## Given exercise
Update the material from the line with "lake surface shown in the photo above." through the end of the material, replacing "sneaker" with "running shoe" and keeping everything else the same.

## Point labeling material
************
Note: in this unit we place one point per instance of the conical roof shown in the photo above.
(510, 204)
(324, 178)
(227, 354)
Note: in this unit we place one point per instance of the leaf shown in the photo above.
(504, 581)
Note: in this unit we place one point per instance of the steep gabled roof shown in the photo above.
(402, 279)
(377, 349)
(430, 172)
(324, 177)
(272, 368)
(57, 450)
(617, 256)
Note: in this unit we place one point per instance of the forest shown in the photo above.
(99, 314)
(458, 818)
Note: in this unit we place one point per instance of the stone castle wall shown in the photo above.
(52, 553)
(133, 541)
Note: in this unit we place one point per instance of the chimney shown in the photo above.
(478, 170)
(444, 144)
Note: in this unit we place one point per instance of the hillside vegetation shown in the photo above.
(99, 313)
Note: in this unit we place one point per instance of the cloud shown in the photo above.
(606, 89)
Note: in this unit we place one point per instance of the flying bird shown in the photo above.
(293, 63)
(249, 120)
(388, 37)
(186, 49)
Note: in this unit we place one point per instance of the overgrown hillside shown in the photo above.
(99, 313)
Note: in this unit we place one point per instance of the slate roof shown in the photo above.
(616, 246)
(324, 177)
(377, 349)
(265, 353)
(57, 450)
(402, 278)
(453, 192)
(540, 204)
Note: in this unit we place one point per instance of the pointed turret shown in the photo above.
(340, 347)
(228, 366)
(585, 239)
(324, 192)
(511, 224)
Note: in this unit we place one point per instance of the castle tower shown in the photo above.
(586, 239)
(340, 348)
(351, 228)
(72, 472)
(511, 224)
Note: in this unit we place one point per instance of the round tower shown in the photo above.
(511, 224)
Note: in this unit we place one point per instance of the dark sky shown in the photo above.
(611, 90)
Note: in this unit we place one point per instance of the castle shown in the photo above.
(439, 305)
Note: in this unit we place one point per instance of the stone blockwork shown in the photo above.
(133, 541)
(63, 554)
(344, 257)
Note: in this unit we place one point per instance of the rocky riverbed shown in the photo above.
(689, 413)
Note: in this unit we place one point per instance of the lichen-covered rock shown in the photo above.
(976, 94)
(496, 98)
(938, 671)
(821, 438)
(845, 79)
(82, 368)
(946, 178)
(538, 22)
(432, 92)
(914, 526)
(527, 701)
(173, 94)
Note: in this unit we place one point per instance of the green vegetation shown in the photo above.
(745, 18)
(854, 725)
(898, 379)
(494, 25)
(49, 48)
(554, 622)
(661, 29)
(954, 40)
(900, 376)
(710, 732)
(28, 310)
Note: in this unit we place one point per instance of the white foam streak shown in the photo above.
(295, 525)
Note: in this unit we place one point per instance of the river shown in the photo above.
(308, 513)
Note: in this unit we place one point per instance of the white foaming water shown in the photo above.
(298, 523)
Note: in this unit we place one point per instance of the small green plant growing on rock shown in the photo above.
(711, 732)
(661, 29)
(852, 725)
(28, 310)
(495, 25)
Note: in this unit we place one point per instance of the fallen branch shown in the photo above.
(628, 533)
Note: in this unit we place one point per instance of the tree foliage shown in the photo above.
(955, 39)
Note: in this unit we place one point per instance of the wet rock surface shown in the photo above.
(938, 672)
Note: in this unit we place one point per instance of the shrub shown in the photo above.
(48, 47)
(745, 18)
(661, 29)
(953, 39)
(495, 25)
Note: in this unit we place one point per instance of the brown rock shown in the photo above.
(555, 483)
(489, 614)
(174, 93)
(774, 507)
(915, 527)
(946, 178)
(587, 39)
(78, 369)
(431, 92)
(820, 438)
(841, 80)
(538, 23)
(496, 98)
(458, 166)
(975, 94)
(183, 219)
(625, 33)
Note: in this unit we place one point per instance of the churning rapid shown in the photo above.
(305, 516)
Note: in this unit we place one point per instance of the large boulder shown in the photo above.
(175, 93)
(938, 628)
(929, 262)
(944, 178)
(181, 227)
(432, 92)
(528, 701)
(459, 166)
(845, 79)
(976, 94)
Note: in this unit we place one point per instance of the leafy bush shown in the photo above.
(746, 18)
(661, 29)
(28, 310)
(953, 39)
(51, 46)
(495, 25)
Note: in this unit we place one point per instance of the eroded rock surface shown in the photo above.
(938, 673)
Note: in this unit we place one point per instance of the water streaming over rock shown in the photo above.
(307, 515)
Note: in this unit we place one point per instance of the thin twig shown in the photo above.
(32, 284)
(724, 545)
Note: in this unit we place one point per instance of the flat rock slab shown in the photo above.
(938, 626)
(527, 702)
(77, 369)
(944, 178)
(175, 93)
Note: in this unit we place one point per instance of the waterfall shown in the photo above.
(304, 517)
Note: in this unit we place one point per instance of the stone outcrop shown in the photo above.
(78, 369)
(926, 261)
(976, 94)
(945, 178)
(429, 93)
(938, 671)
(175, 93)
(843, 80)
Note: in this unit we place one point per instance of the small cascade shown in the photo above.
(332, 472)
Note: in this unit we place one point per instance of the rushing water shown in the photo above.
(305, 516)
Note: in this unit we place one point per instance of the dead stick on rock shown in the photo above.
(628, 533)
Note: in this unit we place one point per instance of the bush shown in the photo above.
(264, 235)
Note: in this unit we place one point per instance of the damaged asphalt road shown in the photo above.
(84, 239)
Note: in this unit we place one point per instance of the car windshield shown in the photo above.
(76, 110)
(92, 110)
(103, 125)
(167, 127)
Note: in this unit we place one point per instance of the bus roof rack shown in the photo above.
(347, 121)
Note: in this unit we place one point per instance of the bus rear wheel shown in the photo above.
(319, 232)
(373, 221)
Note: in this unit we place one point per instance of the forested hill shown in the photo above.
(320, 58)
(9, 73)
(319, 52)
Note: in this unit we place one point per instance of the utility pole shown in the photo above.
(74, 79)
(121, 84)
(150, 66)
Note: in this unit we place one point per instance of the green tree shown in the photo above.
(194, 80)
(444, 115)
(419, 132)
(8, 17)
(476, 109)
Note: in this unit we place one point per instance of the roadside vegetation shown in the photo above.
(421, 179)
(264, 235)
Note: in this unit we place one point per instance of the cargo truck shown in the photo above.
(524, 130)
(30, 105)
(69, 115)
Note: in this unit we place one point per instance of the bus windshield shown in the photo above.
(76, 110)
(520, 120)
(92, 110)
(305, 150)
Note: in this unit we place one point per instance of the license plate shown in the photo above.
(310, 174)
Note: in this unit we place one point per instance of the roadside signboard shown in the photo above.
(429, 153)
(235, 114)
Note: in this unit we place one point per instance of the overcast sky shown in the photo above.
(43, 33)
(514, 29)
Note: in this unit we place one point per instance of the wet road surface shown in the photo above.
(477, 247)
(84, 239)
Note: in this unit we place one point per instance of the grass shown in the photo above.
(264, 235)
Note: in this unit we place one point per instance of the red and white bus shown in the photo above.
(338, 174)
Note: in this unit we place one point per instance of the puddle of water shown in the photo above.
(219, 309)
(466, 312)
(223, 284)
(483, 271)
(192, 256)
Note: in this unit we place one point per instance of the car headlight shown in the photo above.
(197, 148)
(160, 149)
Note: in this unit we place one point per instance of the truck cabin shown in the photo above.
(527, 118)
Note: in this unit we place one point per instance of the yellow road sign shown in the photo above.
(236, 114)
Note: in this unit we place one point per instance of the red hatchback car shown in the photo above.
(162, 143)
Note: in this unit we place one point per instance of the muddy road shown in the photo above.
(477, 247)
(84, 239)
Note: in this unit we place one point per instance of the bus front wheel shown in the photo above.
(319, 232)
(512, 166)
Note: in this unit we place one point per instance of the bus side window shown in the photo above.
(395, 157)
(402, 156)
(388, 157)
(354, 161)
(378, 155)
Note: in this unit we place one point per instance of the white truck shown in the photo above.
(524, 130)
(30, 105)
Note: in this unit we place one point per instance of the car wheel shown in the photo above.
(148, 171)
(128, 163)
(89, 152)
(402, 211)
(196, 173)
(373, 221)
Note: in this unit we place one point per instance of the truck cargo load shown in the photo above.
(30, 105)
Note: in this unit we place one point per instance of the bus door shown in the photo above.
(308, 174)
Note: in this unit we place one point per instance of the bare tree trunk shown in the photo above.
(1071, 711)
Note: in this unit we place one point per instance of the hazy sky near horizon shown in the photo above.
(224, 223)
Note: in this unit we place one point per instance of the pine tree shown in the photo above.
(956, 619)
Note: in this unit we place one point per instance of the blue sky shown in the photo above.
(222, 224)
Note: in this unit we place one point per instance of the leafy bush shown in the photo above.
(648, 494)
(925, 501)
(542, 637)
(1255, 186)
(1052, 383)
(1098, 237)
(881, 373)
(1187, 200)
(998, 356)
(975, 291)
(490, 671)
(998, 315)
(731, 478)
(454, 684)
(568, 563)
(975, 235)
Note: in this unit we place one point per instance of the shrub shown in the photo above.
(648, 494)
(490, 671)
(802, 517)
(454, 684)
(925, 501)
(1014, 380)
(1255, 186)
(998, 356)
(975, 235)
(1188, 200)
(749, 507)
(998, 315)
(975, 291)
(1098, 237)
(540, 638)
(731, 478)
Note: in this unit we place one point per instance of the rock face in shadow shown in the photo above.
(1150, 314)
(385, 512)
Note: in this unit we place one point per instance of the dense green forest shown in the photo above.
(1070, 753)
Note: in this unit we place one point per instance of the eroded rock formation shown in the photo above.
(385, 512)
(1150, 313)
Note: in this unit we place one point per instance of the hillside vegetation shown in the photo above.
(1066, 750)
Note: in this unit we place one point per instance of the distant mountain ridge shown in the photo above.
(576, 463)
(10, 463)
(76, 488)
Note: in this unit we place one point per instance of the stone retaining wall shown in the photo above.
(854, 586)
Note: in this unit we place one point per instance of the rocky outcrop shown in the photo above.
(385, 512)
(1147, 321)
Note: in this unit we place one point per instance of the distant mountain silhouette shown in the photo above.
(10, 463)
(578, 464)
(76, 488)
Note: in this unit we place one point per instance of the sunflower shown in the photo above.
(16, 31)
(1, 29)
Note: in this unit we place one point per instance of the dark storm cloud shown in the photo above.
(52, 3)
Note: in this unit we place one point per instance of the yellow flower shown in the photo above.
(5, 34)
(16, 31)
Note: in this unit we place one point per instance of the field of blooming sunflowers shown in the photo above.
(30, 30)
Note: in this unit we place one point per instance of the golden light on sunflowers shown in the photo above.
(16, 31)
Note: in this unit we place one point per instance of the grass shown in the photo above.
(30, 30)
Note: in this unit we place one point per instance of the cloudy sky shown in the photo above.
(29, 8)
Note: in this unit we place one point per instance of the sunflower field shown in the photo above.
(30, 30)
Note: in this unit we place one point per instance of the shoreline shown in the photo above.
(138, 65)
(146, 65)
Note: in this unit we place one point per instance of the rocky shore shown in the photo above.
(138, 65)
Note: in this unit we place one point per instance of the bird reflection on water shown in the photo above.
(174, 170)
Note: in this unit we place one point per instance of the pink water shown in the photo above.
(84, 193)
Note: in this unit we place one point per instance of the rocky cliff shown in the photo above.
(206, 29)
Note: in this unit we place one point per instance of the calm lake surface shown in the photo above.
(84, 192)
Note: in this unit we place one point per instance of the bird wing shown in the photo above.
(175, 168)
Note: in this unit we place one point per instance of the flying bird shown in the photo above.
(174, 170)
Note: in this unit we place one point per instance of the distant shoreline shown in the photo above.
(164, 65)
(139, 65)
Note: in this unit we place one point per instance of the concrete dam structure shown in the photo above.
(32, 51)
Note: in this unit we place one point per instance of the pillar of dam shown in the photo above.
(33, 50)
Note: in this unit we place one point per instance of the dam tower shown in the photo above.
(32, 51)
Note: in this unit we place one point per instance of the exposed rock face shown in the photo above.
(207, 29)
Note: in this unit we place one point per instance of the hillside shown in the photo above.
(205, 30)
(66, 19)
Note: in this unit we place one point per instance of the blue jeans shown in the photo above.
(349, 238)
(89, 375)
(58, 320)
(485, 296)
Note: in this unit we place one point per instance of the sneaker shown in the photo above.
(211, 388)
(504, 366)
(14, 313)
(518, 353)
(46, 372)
************
## Answer to the problem
Note: in this unit we place one point per instance of the calm lake surface shown in the photo above.
(84, 192)
Note: in this unit we place one point per instance of the bird wing shown in the photo above.
(175, 168)
Note: in this unit we place one point per instance of the flying bird shown in the photo above.
(174, 170)
Note: in this unit we place one point per instance of the distant shoreline shown in the photo above.
(164, 65)
(139, 65)
Note: in this unit we place one point per instance of the concrete dam structure shown in the photo above.
(32, 51)
Note: in this unit we place one point per instance of the pillar of dam shown in the photo above.
(33, 50)
Note: in this unit we place one point per instance of the dam tower shown in the photo above.
(32, 51)
Note: in this unit we place one point per instance of the exposed rock face shown in the photo above.
(207, 29)
Note: in this unit we place one point per instance of the hillside shown in the photo above.
(205, 30)
(66, 19)
Note: in this unit we place one point per instance of the blue jeans shown in the photo above.
(349, 238)
(89, 375)
(58, 320)
(485, 296)
Note: in this unit we place one point per instance of the running shoe shown in the photo above.
(211, 388)
(504, 366)
(14, 313)
(518, 353)
(46, 372)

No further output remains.